Problem to solve = Rewrite the material below as a JSON list of strings, one string per line, and leave out any blank lines.

Lines of data
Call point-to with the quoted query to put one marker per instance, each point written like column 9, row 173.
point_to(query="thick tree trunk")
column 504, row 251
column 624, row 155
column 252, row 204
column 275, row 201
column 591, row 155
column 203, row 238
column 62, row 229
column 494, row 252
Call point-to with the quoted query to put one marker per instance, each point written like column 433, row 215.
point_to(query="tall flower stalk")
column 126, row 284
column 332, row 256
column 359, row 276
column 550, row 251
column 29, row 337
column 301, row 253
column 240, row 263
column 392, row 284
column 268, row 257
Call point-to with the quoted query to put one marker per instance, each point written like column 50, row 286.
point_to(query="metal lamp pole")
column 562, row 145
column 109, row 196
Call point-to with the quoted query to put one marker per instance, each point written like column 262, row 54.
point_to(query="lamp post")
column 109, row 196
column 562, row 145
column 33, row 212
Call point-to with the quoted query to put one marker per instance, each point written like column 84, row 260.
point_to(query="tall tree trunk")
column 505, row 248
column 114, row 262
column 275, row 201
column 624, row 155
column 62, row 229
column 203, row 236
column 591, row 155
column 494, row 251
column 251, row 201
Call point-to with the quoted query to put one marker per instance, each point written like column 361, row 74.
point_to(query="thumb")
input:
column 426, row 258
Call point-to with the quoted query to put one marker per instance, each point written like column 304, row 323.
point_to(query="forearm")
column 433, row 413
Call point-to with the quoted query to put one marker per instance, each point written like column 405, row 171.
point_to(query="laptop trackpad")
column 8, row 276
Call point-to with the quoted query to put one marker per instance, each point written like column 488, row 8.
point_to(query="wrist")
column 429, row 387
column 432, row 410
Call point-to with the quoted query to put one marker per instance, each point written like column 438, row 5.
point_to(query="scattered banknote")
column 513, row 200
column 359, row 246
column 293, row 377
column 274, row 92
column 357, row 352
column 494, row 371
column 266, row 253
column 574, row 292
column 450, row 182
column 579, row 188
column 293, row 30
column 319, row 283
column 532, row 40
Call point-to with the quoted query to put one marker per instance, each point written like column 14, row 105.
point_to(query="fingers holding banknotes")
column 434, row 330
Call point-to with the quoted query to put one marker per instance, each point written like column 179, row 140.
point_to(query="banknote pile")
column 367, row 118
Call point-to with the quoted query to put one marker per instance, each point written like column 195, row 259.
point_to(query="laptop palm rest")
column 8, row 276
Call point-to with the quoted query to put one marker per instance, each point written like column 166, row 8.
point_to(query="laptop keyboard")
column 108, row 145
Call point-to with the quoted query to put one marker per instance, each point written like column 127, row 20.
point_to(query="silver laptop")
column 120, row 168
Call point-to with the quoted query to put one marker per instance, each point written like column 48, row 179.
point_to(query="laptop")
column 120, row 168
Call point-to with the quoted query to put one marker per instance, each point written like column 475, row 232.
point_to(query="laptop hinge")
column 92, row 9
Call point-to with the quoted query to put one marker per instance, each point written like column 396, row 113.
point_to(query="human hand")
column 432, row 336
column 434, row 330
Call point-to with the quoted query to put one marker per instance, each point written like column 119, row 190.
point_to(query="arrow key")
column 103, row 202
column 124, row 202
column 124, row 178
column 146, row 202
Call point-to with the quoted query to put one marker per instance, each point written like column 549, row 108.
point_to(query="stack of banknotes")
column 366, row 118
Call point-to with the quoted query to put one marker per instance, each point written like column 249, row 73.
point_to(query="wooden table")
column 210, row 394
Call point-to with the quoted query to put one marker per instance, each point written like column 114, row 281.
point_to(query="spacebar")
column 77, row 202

Result =
[
  "Call point-to with the quoted query to put one marker per instance, each point written like column 9, row 173.",
  "point_to(query=\"thick tree trunk\")",
  "column 504, row 251",
  "column 624, row 155",
  "column 252, row 204",
  "column 275, row 201",
  "column 591, row 155",
  "column 203, row 238",
  "column 62, row 229",
  "column 494, row 252",
  "Call point-to with the quoted query to put one marker per instance, each point written like column 433, row 215.",
  "point_to(query=\"tall flower stalk\")",
  "column 126, row 284",
  "column 332, row 256",
  "column 359, row 276",
  "column 550, row 251",
  "column 29, row 337",
  "column 301, row 253",
  "column 240, row 263",
  "column 392, row 284",
  "column 268, row 257",
  "Call point-to with the quoted query to put one marker per instance, each point written like column 50, row 286.",
  "point_to(query=\"metal lamp pole\")",
  "column 562, row 145",
  "column 109, row 196",
  "Call point-to with the quoted query to put one marker per instance, each point written like column 262, row 54.",
  "point_to(query=\"lamp post\")",
  "column 109, row 196",
  "column 562, row 145",
  "column 33, row 212",
  "Call point-to with the quoted query to put one marker per instance, each point written like column 84, row 260.",
  "point_to(query=\"tall tree trunk\")",
  "column 505, row 248",
  "column 114, row 262",
  "column 275, row 201",
  "column 624, row 155",
  "column 62, row 229",
  "column 203, row 236",
  "column 591, row 155",
  "column 494, row 251",
  "column 251, row 201",
  "Call point-to with the quoted query to put one marker per instance, each point written like column 361, row 74.",
  "point_to(query=\"thumb\")",
  "input:",
  "column 426, row 258",
  "Call point-to with the quoted query to put one marker per instance, each point written like column 304, row 323.",
  "point_to(query=\"forearm\")",
  "column 433, row 413",
  "Call point-to with the quoted query to put one marker per instance, each point written like column 405, row 171.",
  "point_to(query=\"laptop trackpad\")",
  "column 8, row 276",
  "Call point-to with the quoted query to put one marker per instance, each point written like column 488, row 8.",
  "point_to(query=\"wrist\")",
  "column 429, row 387",
  "column 432, row 410",
  "Call point-to with the quoted query to put one marker per instance, each point written like column 438, row 5.",
  "point_to(query=\"scattered banknote\")",
  "column 513, row 200",
  "column 359, row 246",
  "column 293, row 377",
  "column 274, row 92",
  "column 357, row 352",
  "column 494, row 371",
  "column 266, row 253",
  "column 574, row 292",
  "column 450, row 182",
  "column 579, row 188",
  "column 293, row 30",
  "column 319, row 283",
  "column 532, row 40",
  "Call point-to with the quoted query to put one marker per instance, each point written like column 14, row 105.",
  "point_to(query=\"fingers holding banknotes\")",
  "column 434, row 330",
  "Call point-to with the quoted query to put one marker per instance, each point written like column 179, row 140.",
  "point_to(query=\"banknote pile\")",
  "column 367, row 118",
  "Call point-to with the quoted query to put one marker per instance, each point written like column 195, row 259.",
  "point_to(query=\"laptop palm rest\")",
  "column 8, row 276",
  "Call point-to with the quoted query to put one marker per instance, each point written like column 166, row 8.",
  "point_to(query=\"laptop keyboard\")",
  "column 108, row 145",
  "Call point-to with the quoted query to put one marker per instance, each point written like column 127, row 20.",
  "point_to(query=\"silver laptop\")",
  "column 120, row 168",
  "Call point-to with the quoted query to put one marker per instance, each point written like column 48, row 179.",
  "point_to(query=\"laptop\")",
  "column 120, row 168",
  "Call point-to with the quoted query to put one marker per instance, each point written like column 475, row 232.",
  "point_to(query=\"laptop hinge\")",
  "column 92, row 9",
  "Call point-to with the quoted query to put one marker per instance, each point written like column 396, row 113.",
  "point_to(query=\"human hand\")",
  "column 432, row 336",
  "column 434, row 330",
  "Call point-to with the quoted query to put one marker per instance, each point written like column 119, row 190.",
  "point_to(query=\"arrow key\")",
  "column 103, row 202",
  "column 124, row 202",
  "column 124, row 178",
  "column 146, row 202",
  "Call point-to with the quoted query to put one marker per instance, each point written like column 549, row 108.",
  "point_to(query=\"stack of banknotes\")",
  "column 366, row 118",
  "Call point-to with the quoted query to put one marker per instance, each point written like column 249, row 73.",
  "point_to(query=\"wooden table\")",
  "column 210, row 394",
  "Call point-to with the quoted query to put one marker per instance, each point written like column 114, row 281.",
  "point_to(query=\"spacebar\")",
  "column 77, row 202"
]